Задания и упражнения =
[A] Отредактируйте фрагмент текста о маркизе Казати, который начинается со слов «Из головных уборов» и заканчивается словами «огромная ковбойская шляпа.»: перепишите его, заменив «золотой бумаги» на «серебряной бумаги».
[B] Переведите на английский язык предложение из текста о маркизе Казати: «Купленный дворец маркиза Казати обставила так, чтобы он соответствовал ее экзотической натуре».
[C] Кто, согласно тексту о маркизе Казати, давал бал, на который она собиралась прийти в костюме святого Себастьяна?

Текст для чтения =
★ ★ ★
Маркиза Казати. С благодарностью Больдини, 1909 год
Вкусовые предпочтения маркизы Казати нельзя назвать в чистом виде чудачеством. Действительно, у нее в доме стремление к красоте неизбежно брало верх над соображениями удобства, но в этой пустоте, в этом обилии алебастра (повсюду стояли огромные, подсвеченные изнутри вазы, заполненные розами, – прообраз современных торшеров с алебастровыми абажурами) ощущалась какая-то солидность. Кроме того, светильники у нее помещались также в шарах из янтаря или горного хрусталя. Она также приобрела Розовый дворец в парижском пригороде Ле Везине, ранее принадлежавший графу Роберу де Монтескье, а несколько позже воссозданный на авеню Фош маркизом Бони де Кастелланом: женатый на дочери американского финансиста Анне Гулд, он регулярно устраивал там роскошные званые вечера. Купленный дворец маркиза Казати обставила так, чтобы он соответствовал ее экзотической натуре. Всю жизнь она провела в поисках прекрасного. Однажды, позвонив по телефону другу, пригласила его отправиться с ней за покупками, поскольку ей вдруг захотелось «чего-нибудь оранжевого». Весь день маркиза только и делала, что ходила и бормотала: «Я же точно знаю, какой мне нужен цвет!» Заглянув в добрую дюжину лавок, где продавали материю, камни, краски (в общем, все, кроме конечно же апельсинов), они так ничего и не нашли, но маркиза не сдавалась, и под конец дня в антикварном магазине вдруг набрела на рыжий эмалированный портсигар от Фаберже. Только тогда она, довольная, вернулась домой.
Из головных уборов в ее гардеробе имелись шляпки с верхом из тигровой шкуры, а также корзина из золотой бумаги, которую, перевернув, можно было носить на голове. Все это было оторочено кружевами и надевалось к бархатному платью с длинным треном. Однажды – дело было лютой зимой – я пригласил ее в деревню, она приехала в золотых плоских туфлях и фланелевых брюках, а голову ее украшала огромная ковбойская шляпа.
На балах-маскарадах маркиза Казати превосходила самое себя: костюмам ее позавидовал бы сам великий фантазер Леон Бакст. Во время одного из выходов ее сопровождал слуга-негр, которого она распорядилась покрыть золотой краской; в другой раз она вошла в зал, ведя на цепи леопарда. Самой масштабной из ее маскарадных идей, однако, не суждено было воплотиться в жизнь. На этот раз бал давал граф Этьен де Бомон; маркиза твердо решила, что нарядится в костюм святого Себастьяна, причем электрифицированный: на ней будет кольчуга, утыканная сотнями стрел, и в момент, когда она входит в зал, эти стрелы должны заиграть огнями. Утром накануне бала она прибыла в поместье графа де Бомона и с разрешения хозяина вместе с многочисленными слугами и электриком заняла боковой флигель. Из багажа помимо всего прочего у нее были плитки для кипячения воды: она любила, покуда продвигаются приготовления, выпить чашку-другую чая или кофе. Наконец макияж был готов, волосы украшены многослойным нимбом; маркиза облачилась в трико, на нее надели доспехи, застегнув на висячий замок. Но едва дали ток, как случилось непоправимое: костюм, который должен был засветиться мириадами огней, закоротило, от удара током маркизу швырнуло вверх и перевернуло через голову. Ту вечеринку она пропустила, отослав де Бомону лаконичное письмо: «Milles regrets» («Тысяча сожалений»).
★ ★ ★
Исходный материал =
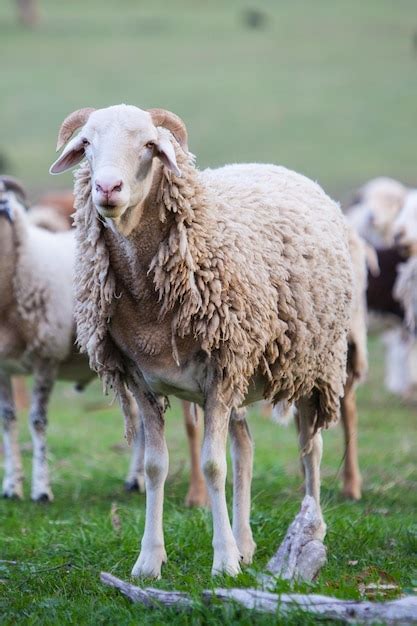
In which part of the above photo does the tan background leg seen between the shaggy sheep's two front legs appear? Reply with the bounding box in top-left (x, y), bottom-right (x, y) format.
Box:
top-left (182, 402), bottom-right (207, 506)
★ ★ ★
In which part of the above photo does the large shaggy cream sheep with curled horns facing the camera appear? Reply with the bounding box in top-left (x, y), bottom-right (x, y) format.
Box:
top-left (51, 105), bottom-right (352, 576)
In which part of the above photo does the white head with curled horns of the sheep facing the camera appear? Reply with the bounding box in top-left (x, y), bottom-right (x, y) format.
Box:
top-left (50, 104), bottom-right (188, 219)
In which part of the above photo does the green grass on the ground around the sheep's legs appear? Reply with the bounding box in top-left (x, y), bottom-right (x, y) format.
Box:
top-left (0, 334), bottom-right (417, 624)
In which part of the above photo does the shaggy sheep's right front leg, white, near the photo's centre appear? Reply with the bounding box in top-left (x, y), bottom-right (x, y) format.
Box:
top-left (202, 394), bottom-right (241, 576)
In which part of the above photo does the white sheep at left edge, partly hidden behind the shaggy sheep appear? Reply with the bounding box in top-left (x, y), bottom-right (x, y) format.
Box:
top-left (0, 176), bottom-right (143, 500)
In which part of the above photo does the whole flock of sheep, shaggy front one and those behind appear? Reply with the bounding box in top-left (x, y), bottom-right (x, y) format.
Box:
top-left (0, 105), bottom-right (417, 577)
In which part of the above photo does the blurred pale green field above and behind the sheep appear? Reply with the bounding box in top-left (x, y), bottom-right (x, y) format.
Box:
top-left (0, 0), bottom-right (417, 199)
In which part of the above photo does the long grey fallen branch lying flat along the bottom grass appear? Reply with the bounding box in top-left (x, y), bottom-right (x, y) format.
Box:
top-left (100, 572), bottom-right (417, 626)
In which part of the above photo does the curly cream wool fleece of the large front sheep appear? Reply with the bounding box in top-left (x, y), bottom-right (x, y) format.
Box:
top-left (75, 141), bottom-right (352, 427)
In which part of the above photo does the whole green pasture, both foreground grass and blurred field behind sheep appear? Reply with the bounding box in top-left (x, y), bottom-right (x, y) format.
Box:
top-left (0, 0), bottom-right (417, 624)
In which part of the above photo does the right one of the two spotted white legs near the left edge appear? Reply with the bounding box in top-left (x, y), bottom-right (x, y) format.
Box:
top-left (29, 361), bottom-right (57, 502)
★ ★ ★
Ответы к заданиям =
[A]
Из головных уборов в ее гардеробе имелись шляпки с верхом из тигровой шкуры, а также корзина из серебряной бумаги, которую, перевернув, можно было носить на голове. Все это было оторочено кружевами и надевалось к бархатному платью с длинным треном. Однажды – дело было лютой зимой – я пригласил ее в деревню, она приехала в золотых плоских туфлях и фланелевых брюках, а голову ее украшала огромная ковбойская шляпа.

[B] The Marchesa Casati furnished the palace she had bought so that it would suit her exotic nature.

[C] Граф Этьен де Бомон.